> [Exercise instructions]:
Answer these questions from the blog post on the song "Buddha on the bus":
1. What did the writer do to cope with the daily bus journey?
2. Which bus route does the song portray?
3. Which two places are named as among the furthest reaches of the metropolis?

> [Source document]:

---

Tuesday 23 September 2014

'Urbane' track by track - 03_ Buddha on the bus...

This is pretty much a companion piece to 'Welcome to the world of spirits'; another flashback to the days of slumming it on the bus. My coping mechanism for the rigours of the hour and fifteen to two hour bus journey (each way) I did most days was to meditate. So this is the glory that is TfL's 222 bus route as experienced by the would-be zen master. I was reading with interest the views of a prominent TfL bod recently. He basically said that due to the Coalition's policy of cleansing the inner city of its poor (so that the rich have less far to travel to make themselves richer still, presumably?) we are storing up potential riots and future social disorder (is there any other option?) as those who've been banished to the furthest reaches of the metropolis - Tolworth, West Drayton et al - find they can no longer travel back towards the centre where any notional work might be. Like most so-called public policy (i.e. the public is its last consideration, if we're even considered at all) this is insane. If the song has a 'message' at all I suppose it's that even the Buddha would struggle to maintain His equanimity amidst all the social decomposition he'd be exposed to on the average London bus journey. The TfL bod went on to outline the need for even more infra-structure projects such as a massive underground dual carriageway network for public transport and goods vehicles only, of course - we can't be encouraging people to drive their own cars, can we? Of course, all this infrastructure doesn't come cheap, so the end result? Higher public transport fares, Morlock commuters hidden from the darling Eloii, packed like sardines underground, and no doubt just as much gridlock and pollution up above. Who'd be poor in London?

'Urbane' track by track - 02_Shirley Trampled...

---

Dataset records on where objects are located
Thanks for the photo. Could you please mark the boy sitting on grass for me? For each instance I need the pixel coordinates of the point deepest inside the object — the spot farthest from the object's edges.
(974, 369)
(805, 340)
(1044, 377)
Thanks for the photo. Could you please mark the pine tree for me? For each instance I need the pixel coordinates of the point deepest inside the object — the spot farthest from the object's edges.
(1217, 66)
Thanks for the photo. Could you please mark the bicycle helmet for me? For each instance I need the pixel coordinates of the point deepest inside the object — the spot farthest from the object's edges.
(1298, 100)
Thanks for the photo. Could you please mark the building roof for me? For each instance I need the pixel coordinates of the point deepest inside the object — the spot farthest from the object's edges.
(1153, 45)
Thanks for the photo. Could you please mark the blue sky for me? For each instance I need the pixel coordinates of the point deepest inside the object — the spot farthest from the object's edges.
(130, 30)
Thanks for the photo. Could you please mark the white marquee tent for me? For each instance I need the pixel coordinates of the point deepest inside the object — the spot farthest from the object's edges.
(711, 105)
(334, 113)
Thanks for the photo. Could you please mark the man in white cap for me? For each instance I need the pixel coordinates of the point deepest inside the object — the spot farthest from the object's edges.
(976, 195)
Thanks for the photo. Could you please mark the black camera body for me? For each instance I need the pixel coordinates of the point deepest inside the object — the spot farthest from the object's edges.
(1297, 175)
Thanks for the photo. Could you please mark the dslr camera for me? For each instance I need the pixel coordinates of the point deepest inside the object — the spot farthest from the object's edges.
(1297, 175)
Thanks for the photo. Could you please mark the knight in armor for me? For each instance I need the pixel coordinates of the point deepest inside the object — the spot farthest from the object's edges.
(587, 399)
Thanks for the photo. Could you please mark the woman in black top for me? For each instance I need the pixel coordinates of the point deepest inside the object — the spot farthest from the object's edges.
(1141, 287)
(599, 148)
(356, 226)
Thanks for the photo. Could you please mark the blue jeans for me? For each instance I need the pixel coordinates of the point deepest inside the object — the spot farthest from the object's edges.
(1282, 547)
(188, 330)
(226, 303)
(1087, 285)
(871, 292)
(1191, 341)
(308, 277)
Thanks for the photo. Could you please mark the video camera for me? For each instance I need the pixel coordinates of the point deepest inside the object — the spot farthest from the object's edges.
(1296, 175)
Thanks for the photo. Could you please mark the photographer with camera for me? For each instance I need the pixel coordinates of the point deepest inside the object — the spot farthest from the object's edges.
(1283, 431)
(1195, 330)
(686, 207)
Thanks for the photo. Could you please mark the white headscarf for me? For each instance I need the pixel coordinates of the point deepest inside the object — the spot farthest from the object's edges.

---

> [Result]:
1. Meditated.
2. TfL's 222 bus route.
3. Tolworth and West Drayton.